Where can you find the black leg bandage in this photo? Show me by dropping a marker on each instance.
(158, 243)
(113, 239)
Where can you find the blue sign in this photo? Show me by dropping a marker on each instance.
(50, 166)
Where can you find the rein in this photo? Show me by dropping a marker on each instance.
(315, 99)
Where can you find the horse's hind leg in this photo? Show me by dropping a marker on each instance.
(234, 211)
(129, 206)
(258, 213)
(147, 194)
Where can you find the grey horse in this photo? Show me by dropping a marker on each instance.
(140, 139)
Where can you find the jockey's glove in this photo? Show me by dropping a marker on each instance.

────────────────

GOAL:
Rewrite all of the entries above, changing every "marker" to "pin" and leaving everything else as it is.

WRITTEN ANSWER:
Where can you find the black leg bandage in this photo? Show me by dropping a pin on each instance.
(158, 243)
(113, 239)
Where can you find the blue sign in this photo? Show me by dropping a pin on each instance.
(50, 166)
Where can you find the rein in this photo? Show me by dropping a pin on each instance.
(315, 99)
Where can you find the horse's hind leg in this photo? Show me by dropping a pin on each instance.
(234, 211)
(129, 206)
(258, 213)
(147, 194)
Where can you find the grey horse in this photo? Show me by dropping a pin on each instance.
(140, 139)
Where can you find the jockey's glove in this photo? Show me by dropping a pin on each instance.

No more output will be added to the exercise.